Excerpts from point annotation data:
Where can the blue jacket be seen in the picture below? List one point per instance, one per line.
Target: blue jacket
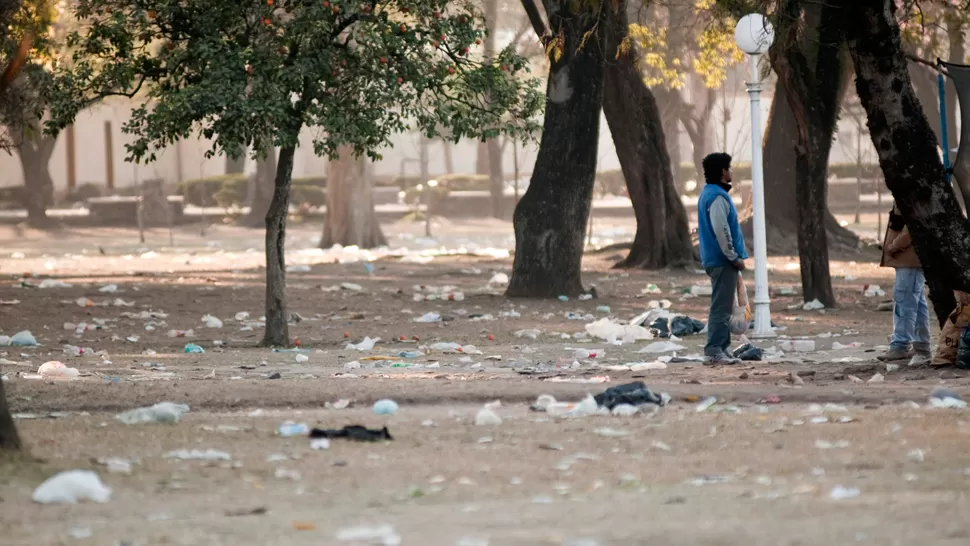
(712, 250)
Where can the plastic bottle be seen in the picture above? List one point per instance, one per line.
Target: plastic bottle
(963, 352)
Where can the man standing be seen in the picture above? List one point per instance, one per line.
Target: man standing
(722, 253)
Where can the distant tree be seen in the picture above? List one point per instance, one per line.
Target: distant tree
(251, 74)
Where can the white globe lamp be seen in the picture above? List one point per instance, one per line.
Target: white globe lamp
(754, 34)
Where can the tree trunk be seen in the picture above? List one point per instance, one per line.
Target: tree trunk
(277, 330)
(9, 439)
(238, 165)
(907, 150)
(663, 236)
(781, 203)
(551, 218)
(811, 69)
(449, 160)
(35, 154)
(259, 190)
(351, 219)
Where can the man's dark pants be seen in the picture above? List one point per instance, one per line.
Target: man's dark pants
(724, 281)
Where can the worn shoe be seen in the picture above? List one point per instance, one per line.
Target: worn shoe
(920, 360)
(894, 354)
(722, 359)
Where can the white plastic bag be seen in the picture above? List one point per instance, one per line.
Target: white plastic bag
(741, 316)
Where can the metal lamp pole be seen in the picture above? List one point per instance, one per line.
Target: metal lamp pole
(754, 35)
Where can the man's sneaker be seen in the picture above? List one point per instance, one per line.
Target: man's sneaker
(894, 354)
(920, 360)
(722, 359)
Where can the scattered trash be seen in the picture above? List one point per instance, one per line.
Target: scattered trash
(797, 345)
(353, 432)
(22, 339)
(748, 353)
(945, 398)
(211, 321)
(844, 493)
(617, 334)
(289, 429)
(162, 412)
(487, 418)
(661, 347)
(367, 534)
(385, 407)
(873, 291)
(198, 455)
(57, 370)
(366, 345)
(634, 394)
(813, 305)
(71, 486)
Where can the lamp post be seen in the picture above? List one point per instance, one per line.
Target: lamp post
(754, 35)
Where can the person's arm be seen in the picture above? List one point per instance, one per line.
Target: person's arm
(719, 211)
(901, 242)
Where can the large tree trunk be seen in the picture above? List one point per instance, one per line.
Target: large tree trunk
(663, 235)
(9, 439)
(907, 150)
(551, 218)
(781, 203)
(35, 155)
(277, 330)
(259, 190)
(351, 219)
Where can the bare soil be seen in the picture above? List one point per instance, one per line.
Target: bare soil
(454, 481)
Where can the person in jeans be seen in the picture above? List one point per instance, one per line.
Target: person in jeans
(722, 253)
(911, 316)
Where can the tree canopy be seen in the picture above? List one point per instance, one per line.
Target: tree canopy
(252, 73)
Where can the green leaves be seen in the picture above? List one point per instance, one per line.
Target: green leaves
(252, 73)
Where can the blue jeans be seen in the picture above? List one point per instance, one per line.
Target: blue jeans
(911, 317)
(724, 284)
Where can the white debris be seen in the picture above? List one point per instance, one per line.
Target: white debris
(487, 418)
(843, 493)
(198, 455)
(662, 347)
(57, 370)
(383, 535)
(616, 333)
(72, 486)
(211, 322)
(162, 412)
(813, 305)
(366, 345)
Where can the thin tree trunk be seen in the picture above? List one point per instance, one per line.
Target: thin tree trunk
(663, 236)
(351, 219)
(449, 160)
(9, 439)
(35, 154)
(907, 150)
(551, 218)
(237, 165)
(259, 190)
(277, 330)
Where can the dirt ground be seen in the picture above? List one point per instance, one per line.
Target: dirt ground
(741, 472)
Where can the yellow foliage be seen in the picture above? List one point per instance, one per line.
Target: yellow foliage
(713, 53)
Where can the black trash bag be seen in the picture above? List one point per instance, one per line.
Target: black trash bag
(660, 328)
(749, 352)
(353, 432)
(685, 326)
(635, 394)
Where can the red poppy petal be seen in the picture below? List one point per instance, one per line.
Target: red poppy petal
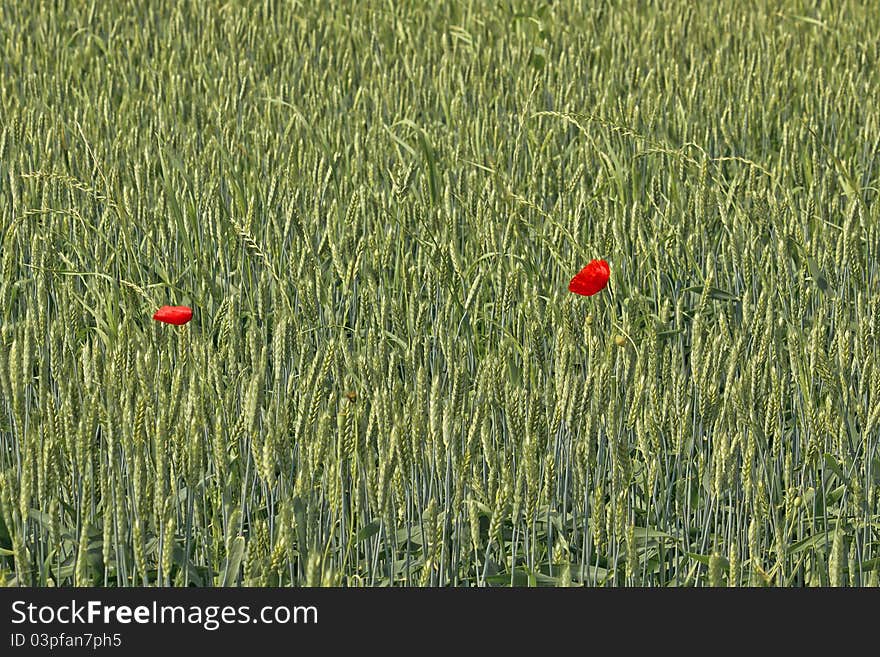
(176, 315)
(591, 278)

● PROBLEM TO WORK ON
Output the records above as a Markdown table with the columns "Row" and "Line", starting at the line that contains "Where can the tree canopy" and continuing through the end of the records. Give one numbered row per line, omit blank lines, and leave out the pictures.

● COMPLETE OUTPUT
| Row | Line |
|---|---|
| 1 | Where can the tree canopy be seen in the picture above? List one point per instance, one per line. |
| 2 | Target: tree canopy |
| 3 | (252, 73) |
| 4 | Where can the green leaves be seen in the picture above? List one point per instance, one per line. |
| 5 | Target: green leaves |
| 6 | (252, 73) |
| 7 | Where can the blue jeans be seen in the picture above? List one point per instance, one per line. |
| 8 | Target: blue jeans |
| 9 | (911, 317) |
| 10 | (724, 284) |
| 11 | Where can the white debris be seen in the picture above? List one point per instance, one per line. |
| 12 | Target: white debris |
| 13 | (487, 418) |
| 14 | (843, 493) |
| 15 | (198, 455) |
| 16 | (662, 347) |
| 17 | (57, 370) |
| 18 | (383, 535) |
| 19 | (616, 333) |
| 20 | (72, 486) |
| 21 | (211, 322) |
| 22 | (162, 412) |
| 23 | (813, 305) |
| 24 | (366, 345) |
| 25 | Where can the thin tree trunk be seen in the picture above? List one point per instance, one per line. |
| 26 | Target: thin tree trunk |
| 27 | (663, 236) |
| 28 | (351, 219) |
| 29 | (449, 160) |
| 30 | (9, 439) |
| 31 | (35, 154) |
| 32 | (907, 150) |
| 33 | (551, 218) |
| 34 | (237, 165) |
| 35 | (259, 190) |
| 36 | (277, 330) |
| 37 | Where can the dirt ground be seen in the picture above? List one point per instance, one per line. |
| 38 | Target: dirt ground |
| 39 | (741, 472) |
| 40 | Where can the yellow foliage be seen in the picture above? List one point per instance, one per line. |
| 41 | Target: yellow foliage |
| 42 | (713, 53) |
| 43 | Where can the black trash bag be seen in the picture above? List one point per instance, one per line. |
| 44 | Target: black trash bag |
| 45 | (660, 328) |
| 46 | (749, 352) |
| 47 | (353, 432) |
| 48 | (685, 326) |
| 49 | (635, 394) |
| 50 | Where can the red poppy petal be seen in the picture below? List one point per instance, one per line. |
| 51 | Target: red poppy petal |
| 52 | (176, 315) |
| 53 | (591, 278) |